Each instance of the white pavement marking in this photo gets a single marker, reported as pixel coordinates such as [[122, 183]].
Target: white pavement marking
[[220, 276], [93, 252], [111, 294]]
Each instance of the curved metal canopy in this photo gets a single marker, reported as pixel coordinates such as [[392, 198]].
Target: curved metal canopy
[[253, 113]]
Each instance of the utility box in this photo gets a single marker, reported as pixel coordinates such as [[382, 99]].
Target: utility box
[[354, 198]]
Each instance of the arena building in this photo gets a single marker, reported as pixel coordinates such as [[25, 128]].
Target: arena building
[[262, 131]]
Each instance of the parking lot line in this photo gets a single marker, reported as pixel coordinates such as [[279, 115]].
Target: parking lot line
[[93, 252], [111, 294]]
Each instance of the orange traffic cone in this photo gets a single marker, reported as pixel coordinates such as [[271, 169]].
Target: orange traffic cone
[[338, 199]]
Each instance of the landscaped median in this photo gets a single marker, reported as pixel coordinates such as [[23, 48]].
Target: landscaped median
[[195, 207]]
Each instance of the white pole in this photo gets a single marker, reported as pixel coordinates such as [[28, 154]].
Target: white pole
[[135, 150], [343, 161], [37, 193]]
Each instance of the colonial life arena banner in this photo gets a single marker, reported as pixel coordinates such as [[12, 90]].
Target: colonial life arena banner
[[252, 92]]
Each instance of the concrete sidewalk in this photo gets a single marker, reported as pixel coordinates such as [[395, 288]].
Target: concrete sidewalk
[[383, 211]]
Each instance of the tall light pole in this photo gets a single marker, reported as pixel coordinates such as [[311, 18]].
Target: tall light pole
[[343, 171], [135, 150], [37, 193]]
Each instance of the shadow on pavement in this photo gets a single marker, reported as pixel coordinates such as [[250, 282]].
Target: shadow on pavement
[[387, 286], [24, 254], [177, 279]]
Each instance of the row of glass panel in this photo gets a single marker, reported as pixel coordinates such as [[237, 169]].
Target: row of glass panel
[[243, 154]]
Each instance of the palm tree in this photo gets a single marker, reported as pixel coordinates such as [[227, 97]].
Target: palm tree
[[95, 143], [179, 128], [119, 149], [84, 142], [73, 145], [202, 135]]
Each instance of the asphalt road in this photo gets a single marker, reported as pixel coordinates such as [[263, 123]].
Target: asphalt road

______

Copy every record above word for word, without changing any character.

## OUTPUT OF THE EXERCISE
Each instance of the white pavement marking in this photo gets a single marker, reported as pixel coordinates such as [[122, 183]].
Target: white pavement marking
[[220, 276], [93, 252], [111, 294]]
Each instance of the curved metal canopy in this photo gets a single marker, reported as pixel coordinates such as [[392, 198]].
Target: curved metal canopy
[[253, 113]]
Each instance of the utility box in this photo gets a single marker, reported as pixel coordinates such as [[382, 99]].
Target: utility box
[[354, 198]]
Each instance of the arena building in this photo gets a single marker, reported as pixel coordinates such as [[25, 128]].
Target: arena building
[[262, 131]]
Each instance of the parking lot line in this photo gets a single marker, reported as pixel coordinates such as [[279, 115]].
Target: parking lot line
[[93, 252], [111, 294]]
Each instance of the orange traffic cone in this photo gets a single marker, reported as pixel coordinates such as [[271, 169]].
Target: orange traffic cone
[[338, 199]]
Each instance of the landscaped median in this photo gets a single marker, reported as pixel coordinates such as [[23, 48]].
Target: landscaped median
[[195, 207]]
Each instance of the white pole in this photo gets a single marker, reported as pixel coordinates such as [[28, 154]].
Target: white pole
[[135, 150], [343, 161], [37, 193]]
Each instance of the colonial life arena banner in this photo gets a single marker, reported as pixel coordinates such as [[12, 90]].
Target: colonial life arena banner
[[252, 92]]
Each instance of the concrete sidewalk in this photo gets a single marker, reported as pixel coordinates such as [[395, 288]].
Target: concrete sidewalk
[[383, 211]]
Each instance of the tall light pole in this photo gets a single marker, reported as pixel coordinates such as [[311, 18]].
Target: tall light pole
[[343, 171], [135, 150], [37, 193]]
Each instance of the shadow on pavement in this photo gets a single marker, reported as pixel coordinates such as [[250, 282]].
Target: shadow on pavement
[[387, 286], [24, 254], [177, 279]]
Each instance of the row of glass panel in this photo gets a single marker, reported as pixel coordinates such as [[237, 169]].
Target: row of glass panel
[[243, 154]]
Each instance of the palm tree in this photo gets a single marker, reported as pixel coordinates such as [[227, 97]].
Target: palm tree
[[95, 143], [179, 128], [119, 149], [84, 142], [73, 145], [202, 135]]
Each instance of the asphalt road in this photo gets a single marker, reported as pixel coordinates such as [[263, 123]].
Target: asphalt road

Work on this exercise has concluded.